Document:
We next assume that \(\hat{x} \in \Omega \). In this case, we easily see that \(G(\hat{x},\hat{p}) \leq 0\).

Next, consider the case where \(\zeta (\hat{x}) = 0\), which implies that \(G(\hat{x},\hat{p}) = \vert \hat{p}\vert - L\) and \(h(\hat{x}) = M\). By (132), we immediately see that \(G(\hat{x},\hat{p}) \leq 0\) if \(\hat{x} \in \Omega \) and \(\min \{G(\hat{x},\hat{p}),\gamma (\hat{x}) \cdot \hat{ p} - h(\hat{x})\} \leq 0\) if \(\hat{x} \in \partial \Omega \). We thus conclude that v is a viscosity solution of (133).

Challenges:
1 - In the proof excerpt, list every function symbol that appears as a single letter followed by arguments in parentheses. Give each symbol once.
2 - Update the proof excerpt from "Next, consider the" down to "solution of (133).", changing "viscosity solution" to "weak solution".

Data shown:
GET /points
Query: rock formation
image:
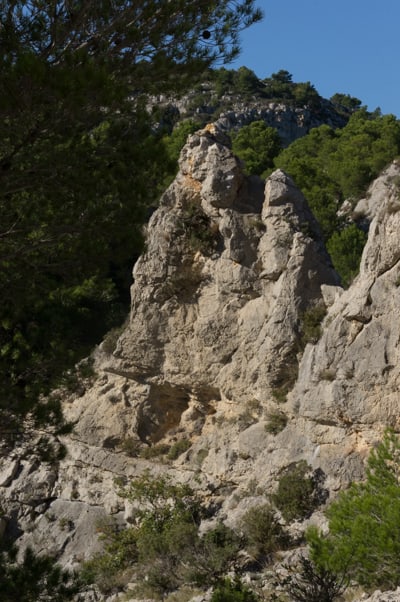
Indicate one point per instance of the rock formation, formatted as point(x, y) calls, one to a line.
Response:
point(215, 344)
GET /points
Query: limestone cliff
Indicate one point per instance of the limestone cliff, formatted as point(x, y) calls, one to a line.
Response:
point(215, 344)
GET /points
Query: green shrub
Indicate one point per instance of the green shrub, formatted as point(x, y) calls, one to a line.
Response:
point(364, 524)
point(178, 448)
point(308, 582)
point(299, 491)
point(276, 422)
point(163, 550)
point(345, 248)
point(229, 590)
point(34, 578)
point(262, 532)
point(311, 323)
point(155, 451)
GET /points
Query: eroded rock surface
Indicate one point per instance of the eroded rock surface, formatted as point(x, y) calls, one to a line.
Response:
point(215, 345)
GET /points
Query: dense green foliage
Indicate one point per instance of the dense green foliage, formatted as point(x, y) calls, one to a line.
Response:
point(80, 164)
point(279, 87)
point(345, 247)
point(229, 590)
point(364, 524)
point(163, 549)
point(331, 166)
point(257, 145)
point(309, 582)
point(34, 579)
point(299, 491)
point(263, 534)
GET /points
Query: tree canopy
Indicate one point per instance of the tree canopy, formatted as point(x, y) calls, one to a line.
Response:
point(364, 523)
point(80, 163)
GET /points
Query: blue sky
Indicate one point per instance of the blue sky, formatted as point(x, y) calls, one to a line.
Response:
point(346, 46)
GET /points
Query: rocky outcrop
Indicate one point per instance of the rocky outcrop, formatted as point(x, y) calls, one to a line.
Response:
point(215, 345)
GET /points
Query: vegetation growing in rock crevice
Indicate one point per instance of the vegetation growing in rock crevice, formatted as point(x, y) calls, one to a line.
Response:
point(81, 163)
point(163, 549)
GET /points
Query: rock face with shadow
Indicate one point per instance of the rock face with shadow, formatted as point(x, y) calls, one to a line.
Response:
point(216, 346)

==

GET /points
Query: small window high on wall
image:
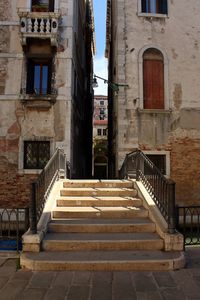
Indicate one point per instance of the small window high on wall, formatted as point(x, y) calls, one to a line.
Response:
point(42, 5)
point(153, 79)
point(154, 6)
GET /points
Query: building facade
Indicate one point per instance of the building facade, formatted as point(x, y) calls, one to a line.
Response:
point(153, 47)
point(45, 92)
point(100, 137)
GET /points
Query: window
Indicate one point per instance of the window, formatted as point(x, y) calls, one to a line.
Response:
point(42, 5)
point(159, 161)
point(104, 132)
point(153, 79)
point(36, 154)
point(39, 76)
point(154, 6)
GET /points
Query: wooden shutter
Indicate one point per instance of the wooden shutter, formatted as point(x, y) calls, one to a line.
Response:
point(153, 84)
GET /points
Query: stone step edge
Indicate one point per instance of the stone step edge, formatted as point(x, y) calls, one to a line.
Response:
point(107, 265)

Answers per task:
1 - \(G\), \(\zeta\), \(h\), \(\gamma\)

2 -
Next, consider the case where \(\zeta (\hat{x}) = 0\), which implies that \(G(\hat{x},\hat{p}) = \vert \hat{p}\vert - L\) and \(h(\hat{x}) = M\). By (132), we immediately see that \(G(\hat{x},\hat{p}) \leq 0\) if \(\hat{x} \in \Omega \) and \(\min \{G(\hat{x},\hat{p}),\gamma (\hat{x}) \cdot \hat{ p} - h(\hat{x})\} \leq 0\) if \(\hat{x} \in \partial \Omega \). We thus conclude that v is a weak solution of (133).